WHAT THE TASK REQUIRES: Each line below is to be written out in full, exactly as shown.

Data extracted from a collection:

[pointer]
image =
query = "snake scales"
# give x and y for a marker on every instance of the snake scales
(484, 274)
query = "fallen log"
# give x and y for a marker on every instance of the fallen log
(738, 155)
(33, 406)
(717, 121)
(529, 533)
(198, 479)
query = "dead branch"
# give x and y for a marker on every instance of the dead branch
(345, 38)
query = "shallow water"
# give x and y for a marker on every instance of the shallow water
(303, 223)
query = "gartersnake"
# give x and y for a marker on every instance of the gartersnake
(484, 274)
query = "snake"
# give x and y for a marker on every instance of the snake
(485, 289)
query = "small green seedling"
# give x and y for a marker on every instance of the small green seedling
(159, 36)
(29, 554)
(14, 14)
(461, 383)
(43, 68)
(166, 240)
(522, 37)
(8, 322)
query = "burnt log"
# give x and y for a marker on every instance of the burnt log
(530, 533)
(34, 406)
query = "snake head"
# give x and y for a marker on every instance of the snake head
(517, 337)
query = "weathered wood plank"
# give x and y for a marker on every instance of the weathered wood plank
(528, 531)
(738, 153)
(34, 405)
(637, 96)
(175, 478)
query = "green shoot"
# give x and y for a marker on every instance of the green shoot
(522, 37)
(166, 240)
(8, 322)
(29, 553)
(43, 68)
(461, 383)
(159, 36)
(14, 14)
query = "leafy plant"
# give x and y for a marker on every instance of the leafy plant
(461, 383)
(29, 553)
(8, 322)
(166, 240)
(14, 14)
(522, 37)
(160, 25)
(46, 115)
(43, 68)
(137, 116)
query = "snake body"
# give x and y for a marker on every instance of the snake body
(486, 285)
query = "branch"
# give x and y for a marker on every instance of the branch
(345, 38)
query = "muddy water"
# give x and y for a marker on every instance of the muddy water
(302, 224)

ANSWER TO THIS EXERCISE:
[pointer]
image =
query = "snake scales"
# give x and y for a marker on every instance of the snake scales
(484, 274)
query = "fallen log"
# give x and y for a marker on every instance of the fallen log
(738, 155)
(33, 406)
(717, 121)
(529, 533)
(198, 479)
query = "dead branch"
# give x and y for a marker on every instance of the dead branch
(345, 38)
query = "shallow water"
# give x and y for a marker on every instance of the shallow water
(303, 223)
query = "gartersnake"
# give x and y for a marker on every instance of the gartersnake
(484, 274)
query = "snake"
# give x and y for a marker on every instance of the snake
(485, 289)
query = "small green seedling"
# give x and y for a marker on every instance of the small green seedling
(159, 36)
(29, 554)
(14, 14)
(461, 383)
(43, 68)
(166, 240)
(522, 37)
(8, 322)
query = "burnt log"
# give x and y for a marker on every instance of the burnt log
(530, 533)
(34, 406)
query = "snake head"
# give x and y for a marker on every instance of the snake head
(517, 337)
query = "weathered wood plank"
# give x and y for a marker on every instance of the weathered wood plank
(528, 531)
(738, 153)
(34, 405)
(637, 96)
(175, 478)
query = "green shoot"
# give x and y for a marker on every instance of the green shoot
(522, 37)
(166, 240)
(8, 322)
(29, 553)
(43, 68)
(461, 383)
(159, 36)
(14, 14)
query = "leafy plant"
# give x and y for a marker on every instance of the leafy plant
(461, 383)
(29, 553)
(8, 322)
(166, 240)
(14, 14)
(522, 37)
(160, 25)
(46, 115)
(43, 68)
(137, 116)
query = "snake body"
# give x and y for a marker on every instance of the snake body
(486, 285)
query = "branch"
# give x and y for a marker on every instance of the branch
(345, 38)
query = "muddy water"
# give x and y for a marker on every instance of the muddy water
(302, 224)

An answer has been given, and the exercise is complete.